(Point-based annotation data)
━━━━━━━━━━━━━━━━━━━━━━━━━━━━━━

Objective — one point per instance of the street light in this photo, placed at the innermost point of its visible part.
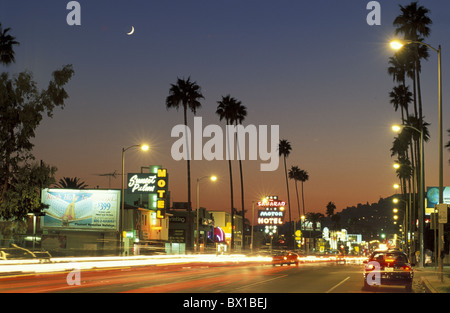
(213, 179)
(398, 44)
(397, 128)
(143, 147)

━━━━━━━━━━━━━━━━━━━━━━━━━━━━━━

* Given problem *
Print the items above word for word, leaving out the pictures.

* Full answer *
Objective — one point per instance of the street light in this photo, placed at the innermost point of its visible part.
(213, 179)
(398, 44)
(397, 128)
(143, 147)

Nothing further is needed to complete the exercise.